■ **Quoted passage**:

━━━━

Cellular benefits of gene therapy seen decades after treatment

An international collaboration between Great Ormond Street Hospital, the UCL GOS Institute for Child Health and Harvard Medical School has shown that the beneficial effects of gene therapy can be seen decades after the transplanted blood stem cells has been cleared by the body.

The research team monitored five patients who were successfully cured of SCID-X1 using gene therapy at GOSH. For 3-18 years patients' blood was regularly analyzed to detect which cell types and biomarker chemicals were present in their blood. The results showed that even though the stem cells transplanted as part of gene therapy had been cleared by the patients, the all-important corrected immune cells, called T-cells, were still forming.

Gene therapy works by first removing some of the patients' blood-forming stem cells, which create all types of blood and immune cells. Next, a viral vector is used to deliver a new copy of the faulty gene into the DNA of the patients' cells in a laboratory. These corrected stem cells are then returned to patients in a so-called 'autologous transplant', where they go on to produce a continual supply of healthy immune cells capable of fighting infection.

━━━━

■ **Exercise set**:
1. Answer these questions from the gene therapy article:
(a) Which three institutions took part in the collaboration?
(b) How many patients did the research team monitor, and what condition had gene therapy cured them of?
(c) What is used to deliver a new copy of the faulty gene into the DNA of the patients' cells?
2. Reproduce the part of the gene therapy article starting with "An international collaboration" and going on through "by the body.".

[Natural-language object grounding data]
━━━━

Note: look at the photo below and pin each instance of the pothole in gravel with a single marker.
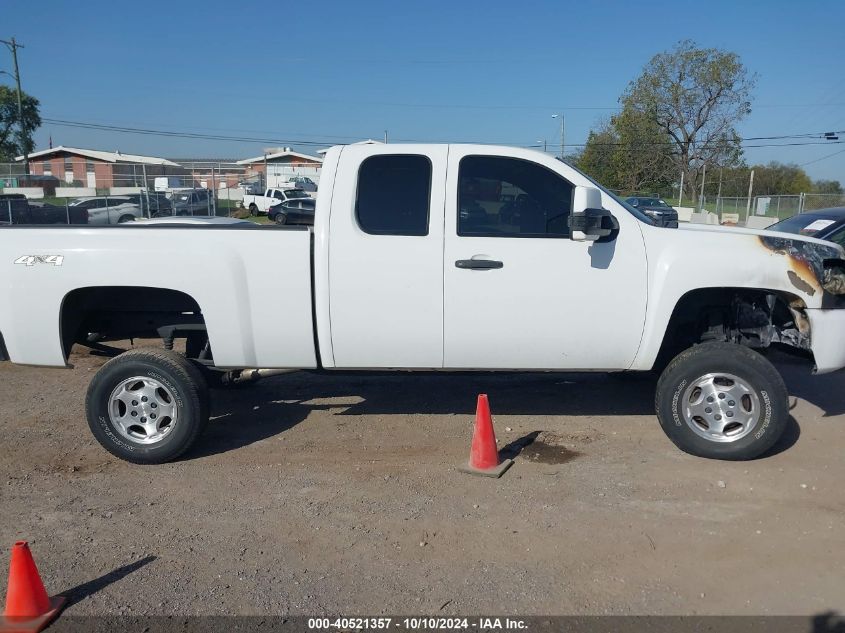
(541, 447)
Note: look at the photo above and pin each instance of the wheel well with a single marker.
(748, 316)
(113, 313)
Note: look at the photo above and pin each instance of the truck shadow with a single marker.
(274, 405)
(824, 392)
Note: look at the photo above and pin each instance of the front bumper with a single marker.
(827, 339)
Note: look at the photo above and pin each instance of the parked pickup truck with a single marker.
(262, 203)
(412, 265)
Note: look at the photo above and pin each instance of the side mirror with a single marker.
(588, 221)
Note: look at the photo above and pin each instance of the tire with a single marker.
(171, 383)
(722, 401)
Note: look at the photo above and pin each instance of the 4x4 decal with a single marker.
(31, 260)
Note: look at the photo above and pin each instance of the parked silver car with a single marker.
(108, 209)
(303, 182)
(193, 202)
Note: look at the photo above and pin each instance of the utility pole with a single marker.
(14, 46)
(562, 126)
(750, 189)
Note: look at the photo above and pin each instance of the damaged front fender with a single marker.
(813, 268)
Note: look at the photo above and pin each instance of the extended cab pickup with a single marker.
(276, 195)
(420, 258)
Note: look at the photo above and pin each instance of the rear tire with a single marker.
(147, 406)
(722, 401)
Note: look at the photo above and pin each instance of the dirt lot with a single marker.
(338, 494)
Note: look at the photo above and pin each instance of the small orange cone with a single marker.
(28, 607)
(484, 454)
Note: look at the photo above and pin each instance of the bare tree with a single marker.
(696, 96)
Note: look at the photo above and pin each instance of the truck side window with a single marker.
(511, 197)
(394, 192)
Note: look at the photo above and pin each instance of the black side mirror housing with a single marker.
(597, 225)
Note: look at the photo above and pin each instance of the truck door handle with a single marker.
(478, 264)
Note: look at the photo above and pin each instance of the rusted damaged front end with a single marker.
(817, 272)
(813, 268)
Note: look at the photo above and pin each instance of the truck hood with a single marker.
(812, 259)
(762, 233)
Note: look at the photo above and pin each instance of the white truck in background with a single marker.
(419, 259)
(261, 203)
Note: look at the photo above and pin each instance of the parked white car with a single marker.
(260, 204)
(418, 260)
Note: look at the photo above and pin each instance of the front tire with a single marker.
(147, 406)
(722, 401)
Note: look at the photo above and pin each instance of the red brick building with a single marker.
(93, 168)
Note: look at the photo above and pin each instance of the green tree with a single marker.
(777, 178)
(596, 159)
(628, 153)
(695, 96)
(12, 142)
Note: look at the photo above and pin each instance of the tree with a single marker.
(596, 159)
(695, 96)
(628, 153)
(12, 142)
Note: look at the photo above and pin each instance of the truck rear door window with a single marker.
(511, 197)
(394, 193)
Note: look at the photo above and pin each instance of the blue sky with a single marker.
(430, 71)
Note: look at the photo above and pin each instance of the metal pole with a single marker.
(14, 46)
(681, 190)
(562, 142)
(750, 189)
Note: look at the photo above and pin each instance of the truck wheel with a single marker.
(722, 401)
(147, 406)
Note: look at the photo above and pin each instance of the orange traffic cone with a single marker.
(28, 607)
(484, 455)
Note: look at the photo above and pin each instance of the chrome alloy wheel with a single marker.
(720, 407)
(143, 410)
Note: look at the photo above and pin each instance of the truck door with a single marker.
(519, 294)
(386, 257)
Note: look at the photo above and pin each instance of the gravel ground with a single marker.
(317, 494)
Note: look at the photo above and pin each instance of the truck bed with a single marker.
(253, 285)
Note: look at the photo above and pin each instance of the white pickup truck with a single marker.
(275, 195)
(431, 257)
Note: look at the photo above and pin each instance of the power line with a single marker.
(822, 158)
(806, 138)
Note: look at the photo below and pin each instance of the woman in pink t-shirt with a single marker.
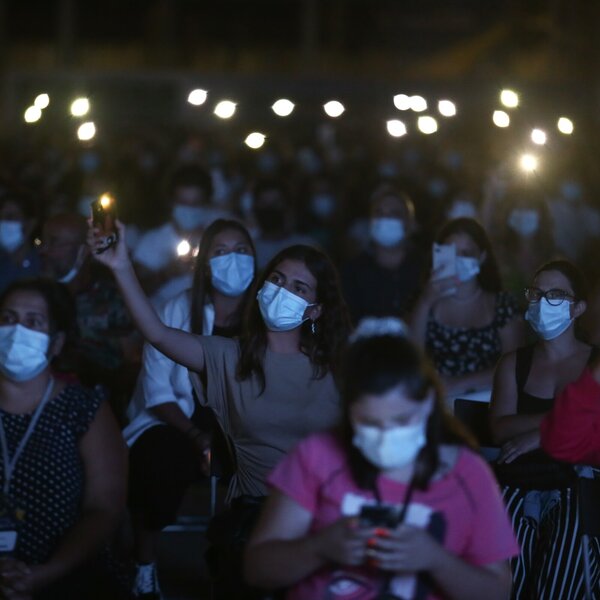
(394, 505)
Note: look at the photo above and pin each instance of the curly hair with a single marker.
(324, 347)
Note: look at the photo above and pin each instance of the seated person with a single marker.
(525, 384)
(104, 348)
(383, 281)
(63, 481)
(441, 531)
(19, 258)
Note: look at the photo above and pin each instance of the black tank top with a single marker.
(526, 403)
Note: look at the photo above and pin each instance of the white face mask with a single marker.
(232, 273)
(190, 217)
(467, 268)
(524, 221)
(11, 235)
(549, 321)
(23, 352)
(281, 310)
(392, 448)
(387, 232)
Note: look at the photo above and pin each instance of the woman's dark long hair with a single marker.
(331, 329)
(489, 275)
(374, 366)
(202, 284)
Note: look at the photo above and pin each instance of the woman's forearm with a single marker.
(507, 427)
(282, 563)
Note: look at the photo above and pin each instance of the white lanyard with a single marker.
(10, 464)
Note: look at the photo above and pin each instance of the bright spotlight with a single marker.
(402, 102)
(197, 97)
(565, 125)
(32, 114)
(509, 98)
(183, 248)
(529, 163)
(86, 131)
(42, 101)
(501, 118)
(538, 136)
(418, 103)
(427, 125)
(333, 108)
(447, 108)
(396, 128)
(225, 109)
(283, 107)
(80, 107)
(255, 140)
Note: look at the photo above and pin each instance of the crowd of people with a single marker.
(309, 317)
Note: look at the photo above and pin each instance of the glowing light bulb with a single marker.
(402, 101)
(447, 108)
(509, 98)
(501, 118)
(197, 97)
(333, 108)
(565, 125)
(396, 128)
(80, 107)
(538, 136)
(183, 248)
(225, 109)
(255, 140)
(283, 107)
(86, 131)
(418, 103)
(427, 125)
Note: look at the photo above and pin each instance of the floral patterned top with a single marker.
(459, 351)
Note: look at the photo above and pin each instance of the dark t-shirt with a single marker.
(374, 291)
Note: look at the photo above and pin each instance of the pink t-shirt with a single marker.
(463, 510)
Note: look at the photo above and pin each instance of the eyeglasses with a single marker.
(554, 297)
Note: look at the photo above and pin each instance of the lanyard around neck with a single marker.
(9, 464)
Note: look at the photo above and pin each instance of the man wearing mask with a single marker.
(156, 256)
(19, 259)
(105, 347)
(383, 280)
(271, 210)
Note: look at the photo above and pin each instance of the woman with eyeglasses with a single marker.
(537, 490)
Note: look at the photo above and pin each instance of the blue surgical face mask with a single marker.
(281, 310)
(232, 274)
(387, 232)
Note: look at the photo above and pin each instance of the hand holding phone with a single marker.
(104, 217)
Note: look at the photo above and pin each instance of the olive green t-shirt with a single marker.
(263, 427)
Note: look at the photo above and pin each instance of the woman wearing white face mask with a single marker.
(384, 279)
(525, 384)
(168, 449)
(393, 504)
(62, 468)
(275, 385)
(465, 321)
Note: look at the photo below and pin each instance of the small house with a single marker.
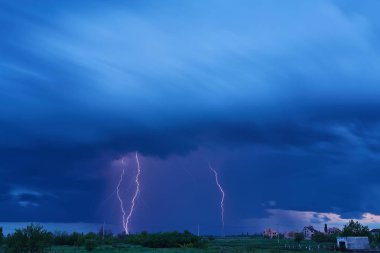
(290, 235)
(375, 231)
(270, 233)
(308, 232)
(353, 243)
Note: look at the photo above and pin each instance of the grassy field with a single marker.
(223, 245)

━━━━

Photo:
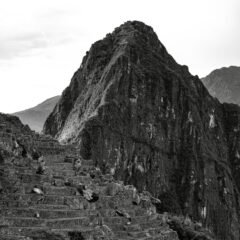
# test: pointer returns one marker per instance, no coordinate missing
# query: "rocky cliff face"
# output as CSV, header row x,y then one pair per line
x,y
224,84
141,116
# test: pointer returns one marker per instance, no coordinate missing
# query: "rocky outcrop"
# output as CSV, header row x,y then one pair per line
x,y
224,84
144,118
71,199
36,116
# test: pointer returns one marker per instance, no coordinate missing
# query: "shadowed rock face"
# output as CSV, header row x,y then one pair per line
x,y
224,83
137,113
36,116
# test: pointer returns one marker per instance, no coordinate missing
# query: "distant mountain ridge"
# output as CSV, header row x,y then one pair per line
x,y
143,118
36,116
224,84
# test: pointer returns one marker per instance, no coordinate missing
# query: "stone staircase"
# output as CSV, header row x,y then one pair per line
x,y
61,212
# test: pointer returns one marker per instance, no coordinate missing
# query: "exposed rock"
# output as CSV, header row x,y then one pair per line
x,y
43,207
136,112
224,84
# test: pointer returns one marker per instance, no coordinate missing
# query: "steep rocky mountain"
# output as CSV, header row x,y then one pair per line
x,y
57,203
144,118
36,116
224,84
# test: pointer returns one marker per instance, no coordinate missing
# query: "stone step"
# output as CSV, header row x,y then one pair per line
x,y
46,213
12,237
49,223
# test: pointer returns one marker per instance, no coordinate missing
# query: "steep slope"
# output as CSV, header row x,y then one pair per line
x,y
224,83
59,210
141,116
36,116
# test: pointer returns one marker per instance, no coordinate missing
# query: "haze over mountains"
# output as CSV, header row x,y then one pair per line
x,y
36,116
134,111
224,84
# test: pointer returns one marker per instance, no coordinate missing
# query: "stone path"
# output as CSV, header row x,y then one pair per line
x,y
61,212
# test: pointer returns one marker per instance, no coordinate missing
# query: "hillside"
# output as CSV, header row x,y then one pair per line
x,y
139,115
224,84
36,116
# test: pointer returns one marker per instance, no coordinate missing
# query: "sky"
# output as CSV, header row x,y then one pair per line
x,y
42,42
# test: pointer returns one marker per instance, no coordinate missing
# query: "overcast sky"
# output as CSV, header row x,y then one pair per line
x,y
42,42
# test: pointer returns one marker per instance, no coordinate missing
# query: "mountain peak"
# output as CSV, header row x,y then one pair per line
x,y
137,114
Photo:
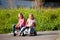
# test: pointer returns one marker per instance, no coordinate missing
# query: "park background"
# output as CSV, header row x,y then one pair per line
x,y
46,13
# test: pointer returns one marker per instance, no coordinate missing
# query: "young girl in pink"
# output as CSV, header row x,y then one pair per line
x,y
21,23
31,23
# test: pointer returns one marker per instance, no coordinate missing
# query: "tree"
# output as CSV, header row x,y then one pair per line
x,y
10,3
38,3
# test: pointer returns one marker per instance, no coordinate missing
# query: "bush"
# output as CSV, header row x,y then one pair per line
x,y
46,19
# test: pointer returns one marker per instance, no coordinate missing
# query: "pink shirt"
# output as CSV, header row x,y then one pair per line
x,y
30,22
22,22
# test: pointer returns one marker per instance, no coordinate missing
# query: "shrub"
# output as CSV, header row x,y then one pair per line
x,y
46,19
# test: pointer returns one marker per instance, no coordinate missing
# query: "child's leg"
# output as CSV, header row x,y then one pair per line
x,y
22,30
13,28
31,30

━━━━

■ **Responses to the exercise**:
1.
(a) Great Ormond Street Hospital, the UCL GOS Institute for Child Health and Harvard Medical School
(b) Five patients, cured of SCID-X1
(c) A viral vector

2.
An international collaboration between Great Ormond Street Hospital, the UCL GOS Institute for Child Health and Harvard Medical School has shown that the beneficial effects of gene therapy can be seen decades after the transplanted blood stem cells has been cleared by the body.